» Problem requirements:
Filter the rows below, copying in full each one that contains the string "metal". Treat the match as case-sensitive.
═════ Input
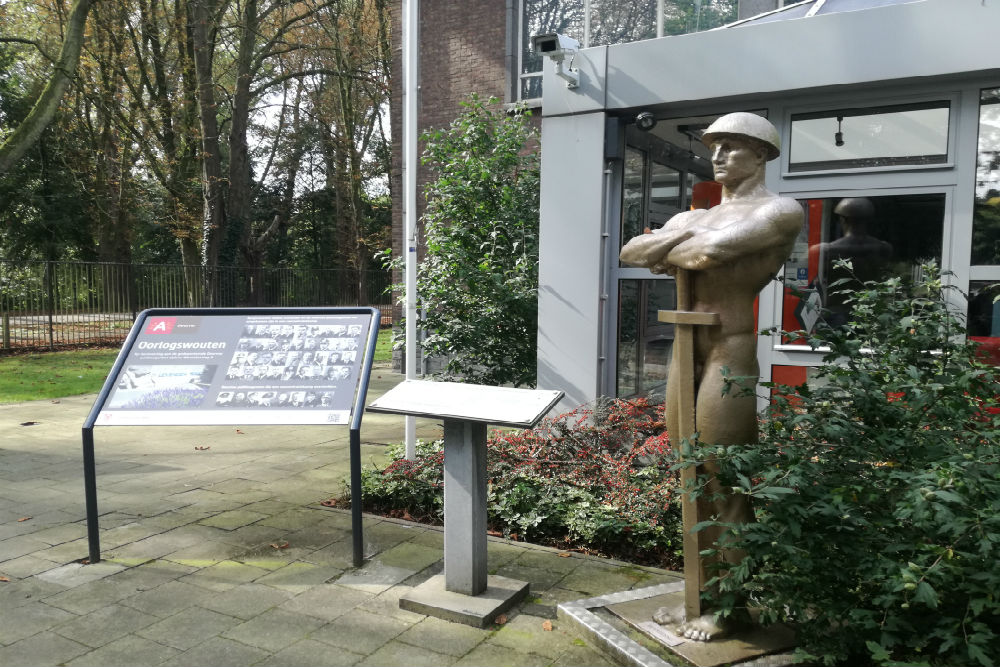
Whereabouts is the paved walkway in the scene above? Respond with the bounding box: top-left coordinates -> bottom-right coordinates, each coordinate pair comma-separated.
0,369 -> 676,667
══════════
═════ Input
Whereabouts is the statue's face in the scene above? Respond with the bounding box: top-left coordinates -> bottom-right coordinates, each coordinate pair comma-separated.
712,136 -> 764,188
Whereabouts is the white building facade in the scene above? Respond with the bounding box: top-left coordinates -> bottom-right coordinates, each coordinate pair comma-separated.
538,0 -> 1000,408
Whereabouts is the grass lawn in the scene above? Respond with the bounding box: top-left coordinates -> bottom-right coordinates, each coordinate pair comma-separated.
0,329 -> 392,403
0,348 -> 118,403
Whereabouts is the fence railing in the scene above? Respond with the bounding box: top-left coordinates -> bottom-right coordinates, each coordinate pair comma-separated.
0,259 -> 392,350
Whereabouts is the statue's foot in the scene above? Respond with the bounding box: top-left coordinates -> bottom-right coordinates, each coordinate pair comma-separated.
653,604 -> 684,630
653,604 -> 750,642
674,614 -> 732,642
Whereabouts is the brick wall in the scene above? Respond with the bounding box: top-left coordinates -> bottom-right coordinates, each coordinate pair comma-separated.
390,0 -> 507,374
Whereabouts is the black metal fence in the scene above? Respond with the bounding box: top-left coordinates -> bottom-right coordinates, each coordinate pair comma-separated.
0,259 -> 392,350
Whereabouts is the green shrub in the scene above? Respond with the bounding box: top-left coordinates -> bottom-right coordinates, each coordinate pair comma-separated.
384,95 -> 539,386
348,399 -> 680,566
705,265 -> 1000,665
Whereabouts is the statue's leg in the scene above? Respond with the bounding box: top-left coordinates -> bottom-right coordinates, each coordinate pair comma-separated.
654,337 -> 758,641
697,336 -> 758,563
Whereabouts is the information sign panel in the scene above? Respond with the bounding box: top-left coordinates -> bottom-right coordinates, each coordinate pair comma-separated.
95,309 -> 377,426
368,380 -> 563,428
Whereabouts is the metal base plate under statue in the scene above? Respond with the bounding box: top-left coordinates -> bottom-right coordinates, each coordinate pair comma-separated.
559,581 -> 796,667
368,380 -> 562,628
══════════
» Response:
Whereabouts is the black metal fence in the scene above? Respond with the bounding box: top-left coordinates -> bottom-right coordinates, each coordinate pair comma-separated.
Whereabouts is the metal base plate under statue in the scene above? Respond with the bounding box: top-left coordinates -> bottom-right coordinates, each coordinate pair comma-separated.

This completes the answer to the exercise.